### WORK INSTRUCTION
The records appear below. Set down exactly each line from the one that contains "Category: duck's head" through the last, both included.

[[ DATA RECORDS open ]]

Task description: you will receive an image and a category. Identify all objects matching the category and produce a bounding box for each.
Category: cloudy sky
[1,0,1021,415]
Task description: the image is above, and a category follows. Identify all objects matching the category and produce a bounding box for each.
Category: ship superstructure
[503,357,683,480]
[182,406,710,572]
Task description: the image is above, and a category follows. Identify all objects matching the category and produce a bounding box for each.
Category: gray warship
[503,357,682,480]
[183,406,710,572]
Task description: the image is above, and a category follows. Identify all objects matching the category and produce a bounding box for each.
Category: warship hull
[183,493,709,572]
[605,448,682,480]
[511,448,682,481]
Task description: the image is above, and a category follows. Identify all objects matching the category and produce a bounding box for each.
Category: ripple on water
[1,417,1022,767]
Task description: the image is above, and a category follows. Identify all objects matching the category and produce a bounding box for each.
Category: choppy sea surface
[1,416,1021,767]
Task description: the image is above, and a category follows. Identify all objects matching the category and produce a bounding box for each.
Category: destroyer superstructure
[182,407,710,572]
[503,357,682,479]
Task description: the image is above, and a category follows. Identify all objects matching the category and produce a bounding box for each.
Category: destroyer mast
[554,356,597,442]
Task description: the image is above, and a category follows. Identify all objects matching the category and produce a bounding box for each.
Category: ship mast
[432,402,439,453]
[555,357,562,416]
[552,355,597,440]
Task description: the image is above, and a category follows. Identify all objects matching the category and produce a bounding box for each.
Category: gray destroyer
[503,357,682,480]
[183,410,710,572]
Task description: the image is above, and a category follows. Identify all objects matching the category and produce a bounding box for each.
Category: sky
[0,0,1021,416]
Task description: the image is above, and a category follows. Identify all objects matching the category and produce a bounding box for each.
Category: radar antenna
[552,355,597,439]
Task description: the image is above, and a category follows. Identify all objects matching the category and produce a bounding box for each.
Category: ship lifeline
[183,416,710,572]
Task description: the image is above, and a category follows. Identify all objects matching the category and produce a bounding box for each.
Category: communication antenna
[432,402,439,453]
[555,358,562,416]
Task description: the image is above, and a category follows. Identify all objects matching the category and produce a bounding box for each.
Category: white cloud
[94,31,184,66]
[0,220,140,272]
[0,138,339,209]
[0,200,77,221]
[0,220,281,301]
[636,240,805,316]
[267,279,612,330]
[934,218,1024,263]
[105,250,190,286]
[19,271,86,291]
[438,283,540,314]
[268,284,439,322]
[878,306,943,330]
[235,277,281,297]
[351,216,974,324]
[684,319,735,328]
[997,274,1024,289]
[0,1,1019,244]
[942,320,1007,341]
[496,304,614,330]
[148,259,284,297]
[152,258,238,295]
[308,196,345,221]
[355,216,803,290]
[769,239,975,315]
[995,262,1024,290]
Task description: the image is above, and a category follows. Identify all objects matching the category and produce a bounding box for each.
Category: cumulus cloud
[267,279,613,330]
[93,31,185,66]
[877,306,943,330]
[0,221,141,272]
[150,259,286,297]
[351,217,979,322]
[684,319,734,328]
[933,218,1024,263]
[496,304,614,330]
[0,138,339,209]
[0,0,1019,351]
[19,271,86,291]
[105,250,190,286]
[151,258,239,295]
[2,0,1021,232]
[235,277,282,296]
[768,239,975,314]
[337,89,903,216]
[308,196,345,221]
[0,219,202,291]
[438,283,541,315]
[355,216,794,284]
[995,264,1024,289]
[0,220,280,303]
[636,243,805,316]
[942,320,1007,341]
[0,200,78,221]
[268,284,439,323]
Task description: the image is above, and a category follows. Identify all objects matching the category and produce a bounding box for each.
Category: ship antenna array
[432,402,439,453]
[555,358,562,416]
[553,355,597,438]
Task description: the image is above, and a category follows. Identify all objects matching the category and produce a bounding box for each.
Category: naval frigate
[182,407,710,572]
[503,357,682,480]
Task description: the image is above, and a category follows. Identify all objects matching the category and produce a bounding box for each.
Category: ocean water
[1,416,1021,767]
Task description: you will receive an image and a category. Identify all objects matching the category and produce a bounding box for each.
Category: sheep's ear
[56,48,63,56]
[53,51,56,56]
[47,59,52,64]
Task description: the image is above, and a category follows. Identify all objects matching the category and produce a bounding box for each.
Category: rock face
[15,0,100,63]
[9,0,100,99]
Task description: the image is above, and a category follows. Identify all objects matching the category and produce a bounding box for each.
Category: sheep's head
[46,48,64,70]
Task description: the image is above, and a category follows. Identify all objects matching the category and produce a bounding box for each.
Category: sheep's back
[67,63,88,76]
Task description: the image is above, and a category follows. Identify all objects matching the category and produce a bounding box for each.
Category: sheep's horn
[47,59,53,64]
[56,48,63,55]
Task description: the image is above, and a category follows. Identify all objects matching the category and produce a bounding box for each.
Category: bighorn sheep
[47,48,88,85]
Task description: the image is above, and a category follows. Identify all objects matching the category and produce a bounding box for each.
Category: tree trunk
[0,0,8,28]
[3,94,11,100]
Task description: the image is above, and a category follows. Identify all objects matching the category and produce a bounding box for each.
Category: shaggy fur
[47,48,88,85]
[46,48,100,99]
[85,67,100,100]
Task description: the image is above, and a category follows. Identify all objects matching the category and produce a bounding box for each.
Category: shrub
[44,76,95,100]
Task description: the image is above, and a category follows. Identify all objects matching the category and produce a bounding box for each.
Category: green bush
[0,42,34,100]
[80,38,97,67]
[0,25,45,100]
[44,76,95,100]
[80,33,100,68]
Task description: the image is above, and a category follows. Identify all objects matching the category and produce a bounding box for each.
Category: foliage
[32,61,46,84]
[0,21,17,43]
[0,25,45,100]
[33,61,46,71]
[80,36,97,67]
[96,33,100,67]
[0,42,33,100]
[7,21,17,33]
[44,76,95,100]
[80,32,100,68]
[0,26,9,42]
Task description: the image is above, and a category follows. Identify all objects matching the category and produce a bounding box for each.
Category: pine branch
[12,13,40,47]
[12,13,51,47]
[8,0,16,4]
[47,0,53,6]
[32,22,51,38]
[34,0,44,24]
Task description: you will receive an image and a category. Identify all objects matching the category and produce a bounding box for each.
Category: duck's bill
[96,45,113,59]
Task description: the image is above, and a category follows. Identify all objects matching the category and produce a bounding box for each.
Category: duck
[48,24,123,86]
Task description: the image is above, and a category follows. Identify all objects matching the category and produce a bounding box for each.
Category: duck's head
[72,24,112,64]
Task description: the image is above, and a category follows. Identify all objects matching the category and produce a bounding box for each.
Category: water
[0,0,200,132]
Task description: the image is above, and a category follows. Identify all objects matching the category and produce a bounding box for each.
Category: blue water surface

[[ DATA RECORDS closed ]]

### OUTPUT OF THE TASK
Category: duck's head
[72,24,112,64]
Task description: the image is above, and a category follows. Identify all objects matching the category and produce a bounding box for each.
Category: water
[0,0,200,132]
Task description: the image is above, and a category follows. Identify all objects matching the category and produce a bounding box for each.
Category: blue water surface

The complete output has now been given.